─── Source text ───

This page was generated from docs/devices/xylo-a3/AFESim3_as_transform.ipynb.
Interactive online version:
Using AFESim as an audio transform
Rockpool contains a simulation of the Audio Front End (AFE) of XyloAudio 3, which is used as a pre-processing step to convert audio signals to spike trains. The converted version of audio can be used in the following scenarios:
As a training sample to train an SNN model in Rockpool
As a test sample to test a model on the XyloAudio 3 SNN core for debugging purposes. This is done by bypassing the microphone and AFE in the HDK. See the related tutorial for more information.
In this tutorial, we will refer to the AFE simulator in XyloAudio 3 as AFESim3 and will go through an example of how to configure and use AFESim3 as an audio transform for a train or test pipeline.
There are two main modes in the AFESim3 module in Rockpool:
-
This mode of AFESim3 is independent of the microphone type. It bypasses the microphone path and passes an external audio (14-bit QUANTIZED signal) into the filterbank and divisive normalization module
-
In this mode, audio samples are passed through a preprocessing chain composed of PDM microphone model, filter bank and divisive normalization module
Using AFESimExternal
is recommended for developing applications, while AFESimPDM
is more suitable for advanced debugging tasks.
AFESimExternal
As illustrated in the diagram below, AFESimExternal
receives input audio as an array, resamples and quantizes it to 14-bit format, and passes it to the filter bank (which covers 16 frequency bands between 100 Hz and 17 KHz).
Depending on the mode selected for spike_gen_mode
, fixed or adaptive thresholds will be applied to filter output channels to generate a spike train. spike_gen_mode
is by default set to 'divisive_norm'
, and changing it and related parameters (low_pass_averaging_window
, rate_scale_factor
, dn_EPS
) is not recommended.
The Divisive Normalization (DN) module regulates the noise sensitivity of different frequency bands of the filter bank by applying adaptive thresholds.
If the average power of a filter in a specific time window is less than \(\epsilon\), that filter’s threshold will be adapted to generate fewer spikes.
The user can deactivate Divisive Normalization only for debugging purposes by choosing spike_gen_mode = 'threshold'
and passing fixed_threshold_vec
.
The spike train is rasterized with a given dt
, which should the time step used in your SNN model.

─── Stored data ───

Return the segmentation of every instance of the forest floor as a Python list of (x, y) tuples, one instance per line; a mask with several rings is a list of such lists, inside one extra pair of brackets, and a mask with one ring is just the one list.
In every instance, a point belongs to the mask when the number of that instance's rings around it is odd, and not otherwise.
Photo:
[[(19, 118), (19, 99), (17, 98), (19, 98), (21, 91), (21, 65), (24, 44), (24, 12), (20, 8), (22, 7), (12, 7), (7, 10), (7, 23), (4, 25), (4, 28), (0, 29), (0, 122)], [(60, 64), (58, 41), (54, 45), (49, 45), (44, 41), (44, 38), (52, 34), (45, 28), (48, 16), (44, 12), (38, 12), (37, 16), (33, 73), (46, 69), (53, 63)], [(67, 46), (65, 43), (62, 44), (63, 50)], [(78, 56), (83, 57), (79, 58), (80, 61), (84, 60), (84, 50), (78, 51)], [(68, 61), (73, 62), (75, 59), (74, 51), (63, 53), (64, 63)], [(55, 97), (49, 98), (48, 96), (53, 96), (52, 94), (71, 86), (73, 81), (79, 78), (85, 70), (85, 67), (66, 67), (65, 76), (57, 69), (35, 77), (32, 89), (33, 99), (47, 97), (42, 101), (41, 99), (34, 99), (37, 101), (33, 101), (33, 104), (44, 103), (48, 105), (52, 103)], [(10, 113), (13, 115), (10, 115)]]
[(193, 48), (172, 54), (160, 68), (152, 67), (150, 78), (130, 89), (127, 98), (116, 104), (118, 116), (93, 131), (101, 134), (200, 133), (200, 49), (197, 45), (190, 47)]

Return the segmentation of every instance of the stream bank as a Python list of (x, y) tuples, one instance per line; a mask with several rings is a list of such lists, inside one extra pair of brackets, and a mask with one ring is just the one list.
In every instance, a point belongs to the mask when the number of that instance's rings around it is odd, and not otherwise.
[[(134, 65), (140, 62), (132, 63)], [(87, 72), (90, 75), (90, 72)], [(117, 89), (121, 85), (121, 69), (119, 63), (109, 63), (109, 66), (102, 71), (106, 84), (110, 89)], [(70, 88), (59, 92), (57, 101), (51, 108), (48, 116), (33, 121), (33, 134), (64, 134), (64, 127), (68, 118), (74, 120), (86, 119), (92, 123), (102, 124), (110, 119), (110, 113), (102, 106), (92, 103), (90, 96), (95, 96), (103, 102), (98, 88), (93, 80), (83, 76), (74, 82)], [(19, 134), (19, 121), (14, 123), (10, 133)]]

───

▸ Written request:
In the AFESim3 tutorial, what does the filter bank in AFESimExternal cover? These records play no part in what comes next.

▸ Answer to this exercise:
It covers 16 frequency bands between 100 Hz and 17 KHz.